## DIRECTIVE
Extract the lines of data below word for word, starting at the line that contains "of the yellow" and ending with the last line of the data.

[Lines of data]
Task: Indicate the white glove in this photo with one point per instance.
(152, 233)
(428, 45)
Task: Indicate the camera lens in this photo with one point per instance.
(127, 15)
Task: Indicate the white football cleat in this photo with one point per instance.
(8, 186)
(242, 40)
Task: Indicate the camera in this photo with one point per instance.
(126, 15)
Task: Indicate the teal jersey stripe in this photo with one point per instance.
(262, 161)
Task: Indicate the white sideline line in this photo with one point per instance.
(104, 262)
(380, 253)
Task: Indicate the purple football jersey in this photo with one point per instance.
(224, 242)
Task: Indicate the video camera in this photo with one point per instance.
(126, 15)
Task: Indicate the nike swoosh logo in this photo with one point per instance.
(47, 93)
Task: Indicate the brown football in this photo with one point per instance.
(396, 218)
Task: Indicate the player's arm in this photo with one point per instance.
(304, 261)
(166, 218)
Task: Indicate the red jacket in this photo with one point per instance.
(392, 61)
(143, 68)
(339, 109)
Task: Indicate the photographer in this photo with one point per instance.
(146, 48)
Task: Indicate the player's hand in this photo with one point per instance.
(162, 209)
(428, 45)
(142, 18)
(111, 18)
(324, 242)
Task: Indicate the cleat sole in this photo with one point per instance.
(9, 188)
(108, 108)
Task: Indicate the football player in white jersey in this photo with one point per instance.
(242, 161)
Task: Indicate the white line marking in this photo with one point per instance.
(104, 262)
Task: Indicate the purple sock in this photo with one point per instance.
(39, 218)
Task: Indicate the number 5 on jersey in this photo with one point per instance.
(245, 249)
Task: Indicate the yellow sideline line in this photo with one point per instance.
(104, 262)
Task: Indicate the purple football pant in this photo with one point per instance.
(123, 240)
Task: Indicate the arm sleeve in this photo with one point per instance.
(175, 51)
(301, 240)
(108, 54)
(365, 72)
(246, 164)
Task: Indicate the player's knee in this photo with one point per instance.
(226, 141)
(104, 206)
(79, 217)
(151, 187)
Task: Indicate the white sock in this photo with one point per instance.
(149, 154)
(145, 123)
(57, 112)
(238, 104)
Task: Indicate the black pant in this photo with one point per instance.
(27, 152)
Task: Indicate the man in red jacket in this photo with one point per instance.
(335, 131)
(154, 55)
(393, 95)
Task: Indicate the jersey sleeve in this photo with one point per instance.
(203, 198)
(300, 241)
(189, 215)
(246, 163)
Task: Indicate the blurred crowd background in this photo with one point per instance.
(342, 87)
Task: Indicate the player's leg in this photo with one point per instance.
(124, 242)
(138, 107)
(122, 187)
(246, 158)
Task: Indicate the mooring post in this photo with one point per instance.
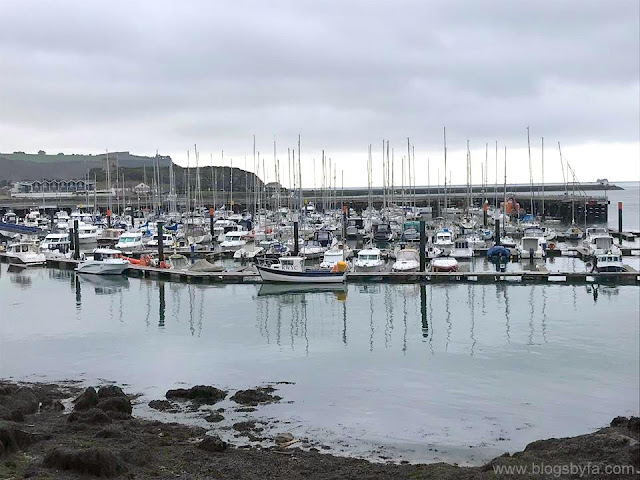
(620, 223)
(160, 241)
(295, 235)
(344, 223)
(76, 241)
(211, 211)
(423, 246)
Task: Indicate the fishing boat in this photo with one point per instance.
(105, 261)
(130, 241)
(234, 241)
(407, 260)
(609, 262)
(461, 249)
(444, 264)
(25, 253)
(369, 260)
(293, 270)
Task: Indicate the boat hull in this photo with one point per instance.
(279, 276)
(102, 268)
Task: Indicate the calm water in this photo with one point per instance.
(411, 369)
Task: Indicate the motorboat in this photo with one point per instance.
(293, 270)
(407, 260)
(336, 254)
(234, 240)
(130, 241)
(369, 260)
(248, 252)
(601, 244)
(25, 253)
(105, 261)
(461, 249)
(109, 237)
(443, 264)
(533, 243)
(609, 262)
(444, 240)
(355, 227)
(383, 233)
(168, 240)
(87, 233)
(55, 244)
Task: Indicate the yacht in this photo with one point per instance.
(334, 255)
(407, 260)
(25, 253)
(168, 240)
(293, 270)
(369, 260)
(444, 264)
(609, 262)
(461, 249)
(105, 262)
(444, 240)
(55, 243)
(533, 243)
(87, 233)
(130, 241)
(234, 240)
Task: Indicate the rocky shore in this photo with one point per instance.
(62, 431)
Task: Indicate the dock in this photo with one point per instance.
(541, 275)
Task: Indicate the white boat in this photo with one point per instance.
(105, 262)
(609, 262)
(25, 253)
(334, 255)
(234, 241)
(461, 249)
(601, 244)
(407, 260)
(248, 252)
(444, 264)
(292, 270)
(56, 245)
(369, 260)
(168, 240)
(444, 240)
(87, 233)
(533, 244)
(130, 241)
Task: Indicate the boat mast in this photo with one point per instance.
(445, 173)
(530, 170)
(543, 177)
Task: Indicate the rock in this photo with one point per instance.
(214, 417)
(87, 400)
(115, 404)
(284, 438)
(619, 422)
(110, 391)
(255, 396)
(212, 443)
(92, 417)
(162, 405)
(96, 461)
(200, 394)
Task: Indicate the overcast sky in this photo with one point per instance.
(139, 76)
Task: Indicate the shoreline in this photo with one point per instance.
(61, 430)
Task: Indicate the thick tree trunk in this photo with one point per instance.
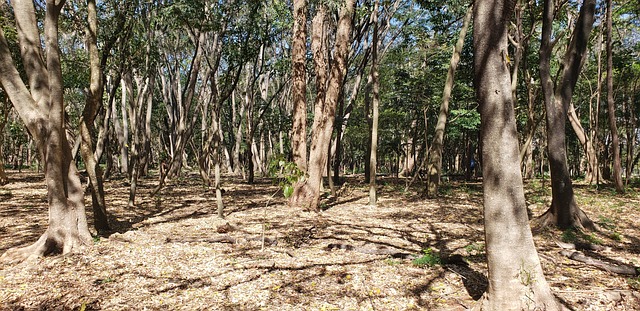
(434, 166)
(516, 280)
(564, 212)
(42, 110)
(615, 140)
(299, 87)
(307, 193)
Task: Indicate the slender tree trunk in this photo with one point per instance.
(434, 166)
(516, 280)
(615, 140)
(564, 211)
(375, 103)
(93, 102)
(299, 87)
(590, 152)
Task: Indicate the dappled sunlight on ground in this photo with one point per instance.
(172, 251)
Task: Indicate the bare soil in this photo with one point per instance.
(171, 252)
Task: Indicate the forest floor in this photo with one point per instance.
(171, 252)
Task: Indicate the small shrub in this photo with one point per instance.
(569, 236)
(474, 249)
(286, 174)
(429, 259)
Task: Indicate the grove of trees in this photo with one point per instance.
(312, 91)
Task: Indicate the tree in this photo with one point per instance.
(299, 87)
(307, 193)
(93, 102)
(434, 168)
(375, 104)
(41, 108)
(516, 280)
(615, 140)
(564, 211)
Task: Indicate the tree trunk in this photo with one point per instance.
(564, 211)
(42, 110)
(516, 280)
(615, 140)
(375, 103)
(299, 87)
(587, 144)
(307, 193)
(93, 102)
(434, 166)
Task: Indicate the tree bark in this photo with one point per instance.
(299, 87)
(375, 103)
(615, 140)
(87, 130)
(307, 194)
(564, 211)
(434, 166)
(516, 280)
(42, 110)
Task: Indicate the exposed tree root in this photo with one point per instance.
(45, 245)
(579, 220)
(602, 265)
(304, 197)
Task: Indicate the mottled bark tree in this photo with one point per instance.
(87, 129)
(611, 109)
(564, 211)
(516, 280)
(307, 193)
(299, 87)
(41, 108)
(434, 167)
(375, 103)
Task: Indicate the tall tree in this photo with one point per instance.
(516, 280)
(434, 168)
(41, 108)
(564, 211)
(87, 129)
(307, 193)
(299, 87)
(615, 140)
(375, 104)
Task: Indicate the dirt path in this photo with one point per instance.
(173, 253)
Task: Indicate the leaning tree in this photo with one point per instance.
(41, 107)
(516, 280)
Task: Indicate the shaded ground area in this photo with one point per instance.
(171, 252)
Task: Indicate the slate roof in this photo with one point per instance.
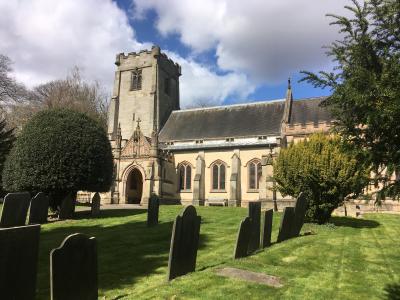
(243, 120)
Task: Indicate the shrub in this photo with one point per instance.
(58, 152)
(322, 168)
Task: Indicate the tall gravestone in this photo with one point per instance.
(15, 209)
(152, 210)
(287, 221)
(184, 243)
(73, 269)
(299, 214)
(255, 216)
(19, 247)
(267, 228)
(67, 208)
(39, 209)
(95, 205)
(243, 239)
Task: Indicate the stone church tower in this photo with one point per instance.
(146, 91)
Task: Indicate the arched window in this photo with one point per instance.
(218, 171)
(136, 81)
(185, 177)
(255, 172)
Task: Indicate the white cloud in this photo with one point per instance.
(268, 40)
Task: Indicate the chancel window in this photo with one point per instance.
(218, 176)
(136, 80)
(255, 172)
(185, 177)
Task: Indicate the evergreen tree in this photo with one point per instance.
(365, 85)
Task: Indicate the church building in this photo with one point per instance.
(204, 156)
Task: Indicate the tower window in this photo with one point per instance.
(167, 84)
(136, 80)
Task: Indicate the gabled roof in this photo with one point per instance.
(242, 120)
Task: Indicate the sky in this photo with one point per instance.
(231, 51)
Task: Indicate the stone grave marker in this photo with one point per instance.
(300, 209)
(152, 210)
(67, 207)
(184, 243)
(255, 216)
(19, 247)
(39, 209)
(73, 269)
(243, 239)
(95, 205)
(267, 228)
(15, 209)
(287, 221)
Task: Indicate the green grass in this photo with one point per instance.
(348, 259)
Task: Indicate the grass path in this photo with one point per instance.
(347, 259)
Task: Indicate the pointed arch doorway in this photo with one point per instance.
(134, 187)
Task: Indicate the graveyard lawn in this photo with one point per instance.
(346, 259)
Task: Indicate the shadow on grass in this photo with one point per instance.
(354, 223)
(392, 291)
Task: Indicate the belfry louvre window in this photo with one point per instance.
(136, 80)
(218, 176)
(185, 177)
(255, 172)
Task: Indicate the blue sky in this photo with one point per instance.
(230, 51)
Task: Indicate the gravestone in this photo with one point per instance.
(15, 209)
(67, 207)
(287, 221)
(300, 209)
(152, 210)
(95, 205)
(255, 216)
(39, 209)
(19, 247)
(73, 269)
(184, 243)
(267, 228)
(243, 239)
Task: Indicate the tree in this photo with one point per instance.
(322, 168)
(365, 85)
(60, 151)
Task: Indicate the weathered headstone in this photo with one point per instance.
(184, 243)
(300, 209)
(39, 209)
(255, 216)
(15, 209)
(95, 205)
(267, 228)
(67, 207)
(73, 269)
(19, 247)
(152, 210)
(243, 239)
(287, 221)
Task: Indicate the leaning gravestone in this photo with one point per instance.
(95, 205)
(152, 210)
(15, 209)
(73, 269)
(299, 214)
(243, 239)
(39, 209)
(255, 216)
(287, 221)
(267, 228)
(67, 207)
(184, 243)
(19, 247)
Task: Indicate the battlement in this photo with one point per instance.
(122, 58)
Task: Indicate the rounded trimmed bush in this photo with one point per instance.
(58, 152)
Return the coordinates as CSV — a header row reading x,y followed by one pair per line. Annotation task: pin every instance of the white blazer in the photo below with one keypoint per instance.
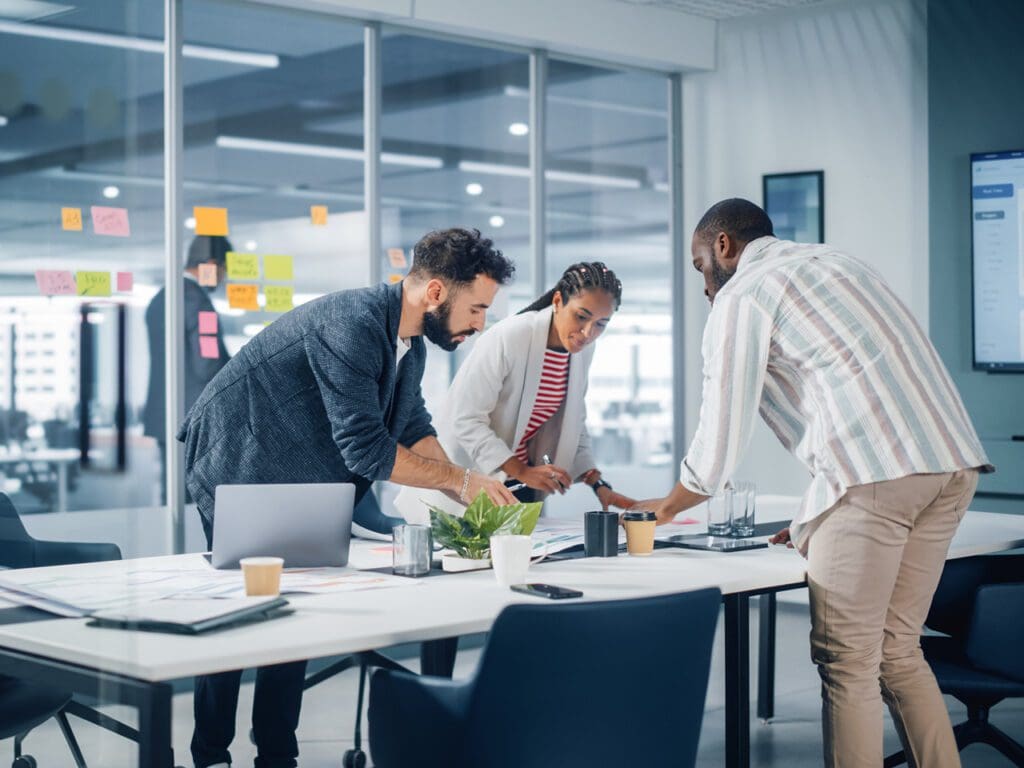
x,y
488,404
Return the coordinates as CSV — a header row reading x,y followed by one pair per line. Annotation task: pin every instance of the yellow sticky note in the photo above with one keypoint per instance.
x,y
279,298
71,219
243,296
210,220
278,267
243,265
93,284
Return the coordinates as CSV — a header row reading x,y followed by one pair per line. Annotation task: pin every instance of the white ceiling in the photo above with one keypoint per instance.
x,y
725,8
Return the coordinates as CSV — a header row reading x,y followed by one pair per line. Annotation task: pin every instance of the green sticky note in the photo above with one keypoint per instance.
x,y
279,298
93,284
243,265
278,267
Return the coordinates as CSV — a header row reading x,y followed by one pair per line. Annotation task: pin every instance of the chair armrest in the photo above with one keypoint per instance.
x,y
416,720
996,633
66,553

## RESULT OF THIS TASK
Return the coordinates as CSV — a header row reading x,y followed by one pair per line. Annotation task: pin every instance of the yellow sticky note in the photo above with one keypoint per instance.
x,y
279,298
71,219
243,296
210,220
278,267
243,265
93,284
Return the coordinates as CSV — a header row reading x,y followed by one pair per line. Annotation task: pin every instance of the white ceiling in the photo above with one keypoint per instance.
x,y
725,8
Return the coordinates as CSV — a header row reading x,y followed by one pair per line. Annotation task: pin every instance of the green sticky note in the photo above with one keypoint per instance.
x,y
279,298
93,284
243,265
278,267
Return the coordinates as CSV — a header row reading x,y followed by one pair per line. Annotation task: pin every instance of the chair armrest in the photo above with one keypoint per instance.
x,y
416,720
996,633
66,553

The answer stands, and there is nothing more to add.